*Work to do:*
Rewrite every one of the lines below, requests included, and multiply each coordinate in the answers by 1.5, rounding to whole numbers with halves going up.

### Task material

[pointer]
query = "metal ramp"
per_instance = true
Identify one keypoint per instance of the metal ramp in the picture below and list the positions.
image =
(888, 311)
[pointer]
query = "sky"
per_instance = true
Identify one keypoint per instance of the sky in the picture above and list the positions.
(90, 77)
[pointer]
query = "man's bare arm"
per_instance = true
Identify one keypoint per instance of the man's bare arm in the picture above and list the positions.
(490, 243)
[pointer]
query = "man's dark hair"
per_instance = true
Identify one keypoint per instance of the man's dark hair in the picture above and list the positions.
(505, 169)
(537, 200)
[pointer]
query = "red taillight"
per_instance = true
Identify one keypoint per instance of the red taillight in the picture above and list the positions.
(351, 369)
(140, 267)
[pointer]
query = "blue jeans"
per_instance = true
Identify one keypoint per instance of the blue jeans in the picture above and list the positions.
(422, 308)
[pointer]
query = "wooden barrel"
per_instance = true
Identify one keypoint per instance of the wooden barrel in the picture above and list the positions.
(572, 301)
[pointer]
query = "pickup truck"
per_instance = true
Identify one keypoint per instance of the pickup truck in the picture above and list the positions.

######

*Answer to this task:*
[pointer]
query = "metal ramp"
per_instance = true
Identify one keypoint per instance of the metal ramp in the picture below and list the positions.
image =
(1332, 467)
[pointer]
query = "sky"
per_instance = true
Identify one keypoint per instance of the sky in the picture above and list the positions.
(135, 116)
[pointer]
query = "man's bare arm"
per_instance = true
Identify one keypoint per instance of the man's bare arm in the picture above and list the positions.
(735, 365)
[pointer]
query = "man's dark hair"
per_instance = true
Identify one keypoint per instance of the man's dark hair in the picture above and list the positions.
(758, 254)
(806, 300)
[pointer]
query = "red taillight"
per_instance = true
Identify one keypoint per instance of the red taillight in the picture above and list the positions.
(527, 554)
(210, 401)
[pointer]
query = "blue jeans"
per_instance = true
Identify one keypoint per instance of the blue jeans in the picture above and list the positions.
(633, 462)
[pointer]
query = "wooden barrel"
per_instance = true
Identify one keypoint per instance of the wooden barrel in the picture above and list the positions.
(858, 452)
[pointer]
query = "pickup truck"
per_instance = true
Identify one keypoint per instance of the pickup truck in the picture above and list the positions.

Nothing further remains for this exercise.